+++ Listed records +++

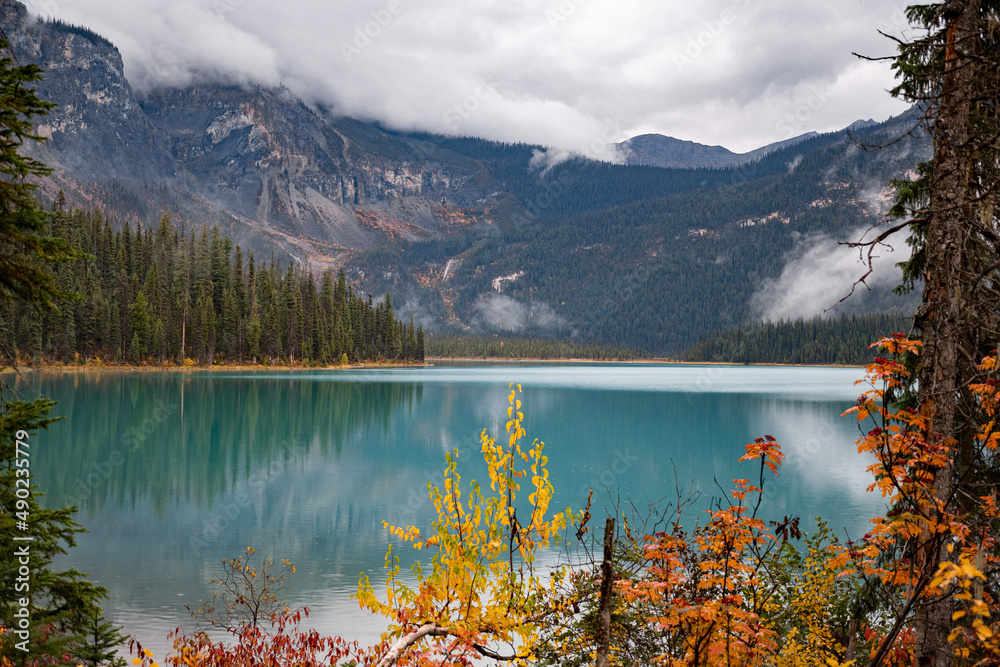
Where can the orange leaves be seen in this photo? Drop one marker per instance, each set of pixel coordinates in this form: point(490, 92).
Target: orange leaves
point(707, 587)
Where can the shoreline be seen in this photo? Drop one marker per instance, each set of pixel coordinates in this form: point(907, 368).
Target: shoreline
point(658, 361)
point(428, 362)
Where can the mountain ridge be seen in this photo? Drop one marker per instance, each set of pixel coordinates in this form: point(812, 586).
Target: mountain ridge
point(468, 233)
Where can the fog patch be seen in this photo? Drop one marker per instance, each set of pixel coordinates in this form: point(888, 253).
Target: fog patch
point(821, 271)
point(498, 311)
point(545, 160)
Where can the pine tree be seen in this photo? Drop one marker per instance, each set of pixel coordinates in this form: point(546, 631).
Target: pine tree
point(24, 250)
point(101, 641)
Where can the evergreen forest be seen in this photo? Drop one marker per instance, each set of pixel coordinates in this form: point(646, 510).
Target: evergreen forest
point(188, 296)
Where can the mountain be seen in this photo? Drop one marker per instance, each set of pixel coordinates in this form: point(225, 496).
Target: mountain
point(657, 150)
point(471, 235)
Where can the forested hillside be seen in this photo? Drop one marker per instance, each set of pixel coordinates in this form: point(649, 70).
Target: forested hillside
point(188, 296)
point(843, 340)
point(654, 259)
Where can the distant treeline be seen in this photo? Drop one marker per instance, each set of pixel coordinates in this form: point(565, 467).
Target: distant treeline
point(74, 29)
point(495, 347)
point(843, 340)
point(168, 295)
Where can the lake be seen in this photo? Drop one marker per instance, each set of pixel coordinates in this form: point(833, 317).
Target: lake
point(175, 471)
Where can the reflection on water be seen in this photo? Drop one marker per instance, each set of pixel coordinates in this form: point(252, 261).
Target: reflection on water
point(174, 472)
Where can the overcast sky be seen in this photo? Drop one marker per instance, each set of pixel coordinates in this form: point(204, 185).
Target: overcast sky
point(573, 74)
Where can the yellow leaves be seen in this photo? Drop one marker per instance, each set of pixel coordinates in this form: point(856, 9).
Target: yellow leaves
point(480, 586)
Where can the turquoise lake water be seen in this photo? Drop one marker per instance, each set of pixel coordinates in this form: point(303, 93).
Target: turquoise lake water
point(173, 472)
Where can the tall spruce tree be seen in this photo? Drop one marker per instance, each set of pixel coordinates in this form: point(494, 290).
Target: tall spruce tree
point(952, 69)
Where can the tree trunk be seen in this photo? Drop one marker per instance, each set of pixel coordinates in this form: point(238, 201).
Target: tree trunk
point(940, 314)
point(607, 591)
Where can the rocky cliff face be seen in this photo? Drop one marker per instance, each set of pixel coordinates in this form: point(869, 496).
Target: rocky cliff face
point(256, 158)
point(98, 127)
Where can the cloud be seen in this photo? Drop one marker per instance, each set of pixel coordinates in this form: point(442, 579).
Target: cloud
point(577, 75)
point(498, 311)
point(820, 272)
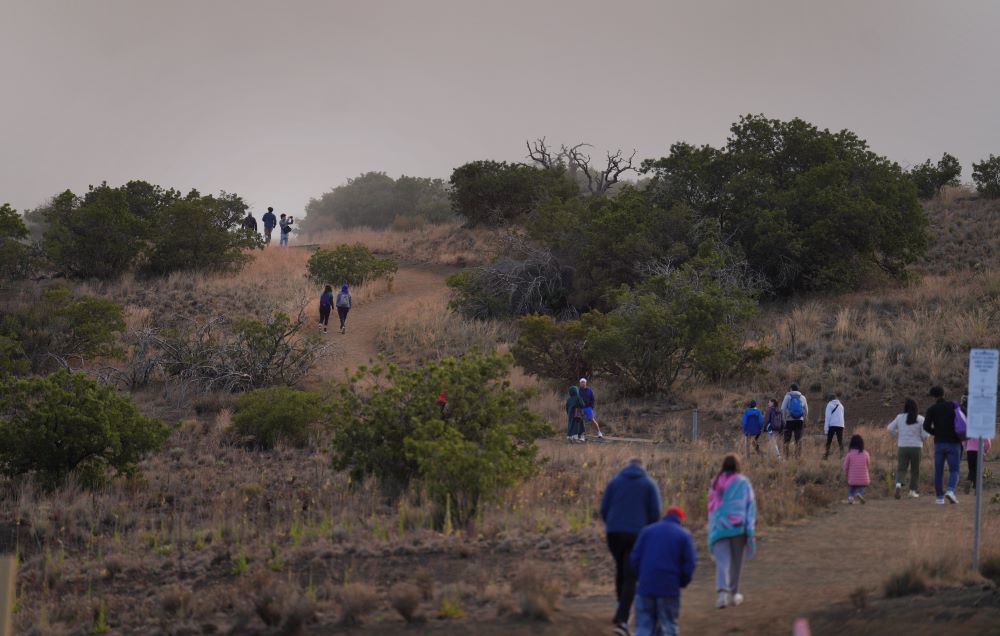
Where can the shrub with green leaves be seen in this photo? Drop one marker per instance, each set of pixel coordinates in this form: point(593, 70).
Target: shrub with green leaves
point(68, 424)
point(351, 264)
point(277, 413)
point(388, 424)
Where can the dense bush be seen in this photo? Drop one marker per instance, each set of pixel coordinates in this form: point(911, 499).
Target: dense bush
point(67, 424)
point(494, 193)
point(377, 200)
point(930, 178)
point(986, 176)
point(388, 424)
point(277, 413)
point(350, 264)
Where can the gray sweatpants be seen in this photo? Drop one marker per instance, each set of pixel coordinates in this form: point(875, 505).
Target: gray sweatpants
point(728, 554)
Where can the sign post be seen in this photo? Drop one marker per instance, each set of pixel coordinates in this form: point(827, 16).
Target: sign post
point(982, 421)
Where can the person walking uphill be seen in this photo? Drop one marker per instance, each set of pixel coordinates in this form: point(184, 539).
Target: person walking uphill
point(833, 424)
point(344, 304)
point(664, 559)
point(939, 421)
point(908, 429)
point(269, 223)
point(631, 502)
point(732, 518)
point(325, 306)
point(574, 416)
point(795, 410)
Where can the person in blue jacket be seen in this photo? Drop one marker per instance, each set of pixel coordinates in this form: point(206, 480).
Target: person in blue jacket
point(753, 425)
point(664, 558)
point(631, 502)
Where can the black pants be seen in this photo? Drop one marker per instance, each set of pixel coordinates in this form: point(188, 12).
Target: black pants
point(972, 457)
point(620, 544)
point(839, 432)
point(793, 427)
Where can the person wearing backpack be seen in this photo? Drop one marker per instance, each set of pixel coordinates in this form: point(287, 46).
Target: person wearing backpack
point(753, 425)
point(833, 424)
point(325, 306)
point(774, 424)
point(939, 421)
point(795, 410)
point(343, 306)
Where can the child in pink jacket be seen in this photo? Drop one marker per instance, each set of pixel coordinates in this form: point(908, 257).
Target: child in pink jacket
point(856, 469)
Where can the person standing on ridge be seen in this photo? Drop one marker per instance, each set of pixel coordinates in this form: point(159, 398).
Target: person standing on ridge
point(795, 410)
point(269, 223)
point(833, 424)
point(631, 502)
point(343, 306)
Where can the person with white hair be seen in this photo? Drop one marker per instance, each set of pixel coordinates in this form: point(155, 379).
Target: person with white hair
point(589, 401)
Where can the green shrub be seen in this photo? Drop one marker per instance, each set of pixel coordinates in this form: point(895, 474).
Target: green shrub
point(277, 413)
point(392, 427)
point(67, 423)
point(351, 264)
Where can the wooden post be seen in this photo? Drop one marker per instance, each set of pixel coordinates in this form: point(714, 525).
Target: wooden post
point(8, 583)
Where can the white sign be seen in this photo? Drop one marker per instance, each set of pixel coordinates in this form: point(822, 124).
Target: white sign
point(982, 413)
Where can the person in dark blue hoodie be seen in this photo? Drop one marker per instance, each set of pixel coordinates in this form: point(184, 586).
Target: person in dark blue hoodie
point(631, 502)
point(664, 558)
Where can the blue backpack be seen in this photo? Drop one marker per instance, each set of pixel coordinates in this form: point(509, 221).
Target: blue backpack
point(795, 407)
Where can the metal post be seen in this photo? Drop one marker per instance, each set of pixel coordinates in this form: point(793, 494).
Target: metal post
point(979, 505)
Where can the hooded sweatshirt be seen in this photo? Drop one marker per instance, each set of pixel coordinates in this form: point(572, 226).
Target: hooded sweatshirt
point(631, 501)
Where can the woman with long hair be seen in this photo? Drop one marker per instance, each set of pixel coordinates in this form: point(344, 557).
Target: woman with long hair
point(908, 429)
point(732, 516)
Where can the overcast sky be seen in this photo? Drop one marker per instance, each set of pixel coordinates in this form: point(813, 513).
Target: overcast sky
point(280, 101)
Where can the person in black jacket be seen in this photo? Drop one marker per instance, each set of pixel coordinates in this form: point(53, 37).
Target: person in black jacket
point(940, 423)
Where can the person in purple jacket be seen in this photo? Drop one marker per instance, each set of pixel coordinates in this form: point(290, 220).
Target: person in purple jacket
point(664, 558)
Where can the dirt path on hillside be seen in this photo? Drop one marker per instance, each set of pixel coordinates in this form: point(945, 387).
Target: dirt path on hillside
point(356, 347)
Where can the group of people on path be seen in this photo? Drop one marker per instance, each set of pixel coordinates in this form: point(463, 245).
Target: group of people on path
point(284, 223)
point(655, 556)
point(944, 421)
point(580, 411)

+++

Please rewrite everything from the start of the items down to the line containing "point(654, 259)", inclusive, shifting each coordinate in the answers by -148 and leaving all other numbers as they are. Omit the pictures.

> Task answer:
Where can the orange leaves be seen in this photo? Drop one marker per instance, each set of pixel coordinates in this form: point(490, 92).
Target: orange leaves
point(559, 439)
Where can the shoreline be seen in this photo? Drop one marker per instance, each set of pixel coordinates in this form: point(907, 368).
Target: shoreline
point(510, 213)
point(280, 214)
Where can the mountain ridge be seen in this photo? Drop one marker per instance, each set of pixel coordinates in this form: point(812, 586).
Target: mountain ridge
point(320, 85)
Where can the fog patch be seen in this photo? Drop one marker per instance, each set of pixel coordinates in this form: point(888, 253).
Target: fog patch
point(673, 123)
point(350, 163)
point(397, 12)
Where can the pine tree be seen in this photo? Drop one marker per instance, each set of pixel coordinates in this form: point(546, 631).
Target: pine tree
point(-124, 102)
point(-47, 493)
Where can the evergreen forest be seen in this photo? Drop one marker per instance, each set of pixel coordinates in this form: point(646, 510).
Target: evergreen forest
point(40, 148)
Where can the mountain be seen in this photo? Drop one marker per instance, each set of pixel coordinates in this form: point(225, 496).
Target: mountain
point(509, 2)
point(323, 87)
Where can the forested hillside be seen in this photo? Drop one marker per instance, each set of pixel coordinates in this form: point(649, 70).
Target: forested hillside
point(40, 148)
point(695, 192)
point(506, 111)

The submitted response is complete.